DATA SHOWN:
______

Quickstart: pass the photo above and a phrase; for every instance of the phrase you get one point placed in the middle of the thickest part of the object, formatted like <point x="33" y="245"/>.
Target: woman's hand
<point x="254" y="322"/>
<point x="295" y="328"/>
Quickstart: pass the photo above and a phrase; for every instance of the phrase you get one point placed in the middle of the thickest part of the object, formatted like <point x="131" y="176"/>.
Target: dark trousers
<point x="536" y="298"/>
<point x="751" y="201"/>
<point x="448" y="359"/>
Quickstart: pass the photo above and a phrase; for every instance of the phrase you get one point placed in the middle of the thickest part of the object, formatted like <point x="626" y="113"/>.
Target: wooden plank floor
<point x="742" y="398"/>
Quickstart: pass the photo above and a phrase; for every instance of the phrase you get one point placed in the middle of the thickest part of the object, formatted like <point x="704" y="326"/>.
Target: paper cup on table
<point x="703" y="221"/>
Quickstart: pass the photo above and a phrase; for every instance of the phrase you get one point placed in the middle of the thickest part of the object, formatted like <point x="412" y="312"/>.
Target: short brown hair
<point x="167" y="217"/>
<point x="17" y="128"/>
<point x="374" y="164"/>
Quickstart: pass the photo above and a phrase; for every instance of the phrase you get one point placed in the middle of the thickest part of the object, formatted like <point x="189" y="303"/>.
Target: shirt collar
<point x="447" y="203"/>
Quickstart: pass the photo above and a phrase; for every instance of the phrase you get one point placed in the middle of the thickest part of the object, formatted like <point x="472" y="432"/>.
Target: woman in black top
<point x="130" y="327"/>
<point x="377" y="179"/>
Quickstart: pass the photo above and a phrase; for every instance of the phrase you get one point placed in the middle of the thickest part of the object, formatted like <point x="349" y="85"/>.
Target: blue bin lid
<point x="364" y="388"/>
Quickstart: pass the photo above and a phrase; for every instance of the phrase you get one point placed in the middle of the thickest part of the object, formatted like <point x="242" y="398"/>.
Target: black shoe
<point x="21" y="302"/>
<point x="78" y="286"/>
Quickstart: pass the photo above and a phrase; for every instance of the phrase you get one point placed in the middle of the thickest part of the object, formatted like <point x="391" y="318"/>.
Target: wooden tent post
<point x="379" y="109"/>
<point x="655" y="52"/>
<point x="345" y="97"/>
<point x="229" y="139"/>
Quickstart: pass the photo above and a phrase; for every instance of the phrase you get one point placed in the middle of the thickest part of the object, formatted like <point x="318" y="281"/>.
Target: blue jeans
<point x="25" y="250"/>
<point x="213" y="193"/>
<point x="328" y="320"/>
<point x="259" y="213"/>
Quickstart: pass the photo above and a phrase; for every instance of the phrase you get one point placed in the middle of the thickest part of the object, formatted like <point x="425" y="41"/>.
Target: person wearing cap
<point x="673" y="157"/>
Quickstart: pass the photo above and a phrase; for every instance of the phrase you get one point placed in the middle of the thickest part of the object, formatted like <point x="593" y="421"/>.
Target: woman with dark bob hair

______

INSTRUCTIONS FOR THE TASK: Which lines of the records above contain the word "black"? Filter them out and copy each one.

OUTPUT:
Target: woman in black top
Target: black shoe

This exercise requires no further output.